● Exercise prompt
Rewrite the entries below, substituting "mark" for every "pin" and leaving everything else unchanged.
——————
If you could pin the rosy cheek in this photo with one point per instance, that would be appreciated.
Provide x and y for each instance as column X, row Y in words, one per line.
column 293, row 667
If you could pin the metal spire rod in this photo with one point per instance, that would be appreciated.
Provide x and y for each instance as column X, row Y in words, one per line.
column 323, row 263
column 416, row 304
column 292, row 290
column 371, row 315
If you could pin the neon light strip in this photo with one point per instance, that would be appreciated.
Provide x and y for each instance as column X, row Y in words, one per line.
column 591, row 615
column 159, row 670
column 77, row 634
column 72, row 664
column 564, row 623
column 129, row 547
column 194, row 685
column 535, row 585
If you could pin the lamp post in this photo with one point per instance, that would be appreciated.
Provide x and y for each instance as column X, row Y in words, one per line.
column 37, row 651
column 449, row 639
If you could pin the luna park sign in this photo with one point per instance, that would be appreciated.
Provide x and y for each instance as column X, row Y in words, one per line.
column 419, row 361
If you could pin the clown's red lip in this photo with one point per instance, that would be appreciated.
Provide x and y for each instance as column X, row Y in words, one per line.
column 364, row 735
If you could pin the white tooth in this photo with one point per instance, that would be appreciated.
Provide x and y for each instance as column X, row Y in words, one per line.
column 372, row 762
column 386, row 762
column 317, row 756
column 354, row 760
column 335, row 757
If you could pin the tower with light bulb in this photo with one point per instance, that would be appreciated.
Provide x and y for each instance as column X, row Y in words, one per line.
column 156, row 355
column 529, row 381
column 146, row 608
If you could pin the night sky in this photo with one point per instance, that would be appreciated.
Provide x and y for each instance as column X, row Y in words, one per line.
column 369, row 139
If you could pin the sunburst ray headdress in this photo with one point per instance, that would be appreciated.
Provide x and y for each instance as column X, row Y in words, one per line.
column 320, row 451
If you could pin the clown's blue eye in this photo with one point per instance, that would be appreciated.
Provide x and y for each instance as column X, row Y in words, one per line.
——————
● Response
If you could mark the rosy cheek in this photo with one point per instance, that would be appreciated.
Provide x and y for each instance as column X, row Y in words, one per line.
column 293, row 667
If you could mark the metal spire rod in this photo with one point per instance, that would be appreciated.
Provide x and y for each instance as column X, row Y in words, one per line.
column 323, row 263
column 416, row 304
column 292, row 290
column 371, row 315
If you could mark the neon light strip in this photo with one point per instance, that would be appreciated.
Provide x and y for each instance as column X, row Y in words, one per line.
column 591, row 615
column 159, row 670
column 77, row 634
column 72, row 664
column 564, row 623
column 129, row 547
column 194, row 685
column 535, row 585
If you could mark the lamp post in this photo with one point per instance, that would be appreciated.
Provide x and y for each instance as column X, row Y in words, one per line.
column 37, row 651
column 449, row 639
If you could mark the luna park sign in this photo with one point per instance, that would be appreciated.
Provide x and y for each instance as column X, row Y in words, one per line.
column 419, row 361
If you could mark the clown's red lip in this photo with one point per instance, that would be appreciated.
Provide x and y for each instance as column X, row Y in words, one per line.
column 364, row 735
If you could mark the white tooth in this photo with one point per instance, that would be appreciated.
Provide x and y for each instance as column X, row Y in words, one per line.
column 372, row 762
column 386, row 762
column 317, row 756
column 354, row 760
column 335, row 757
If you could mark the tower with light bulb in this photo with one point per instance, that would be appreciated.
Provide x and y for each instance as column X, row Y in words, one per line.
column 156, row 355
column 529, row 381
column 146, row 608
If you could mark the night sky in this photo with one point per instance, that would be appreciated.
Provide x and y for each instance as column X, row Y in words, one per line.
column 369, row 139
If you could mark the sunburst ray headdress in this photo with one point per instance, that would be appreciated.
Provide x and y for each instance as column X, row Y in words, one per line.
column 320, row 451
If you could mark the clown's blue eye in this photo with one point per instance, that would be appreciated.
Provide x and y for each instance as column X, row Y in words, one per line.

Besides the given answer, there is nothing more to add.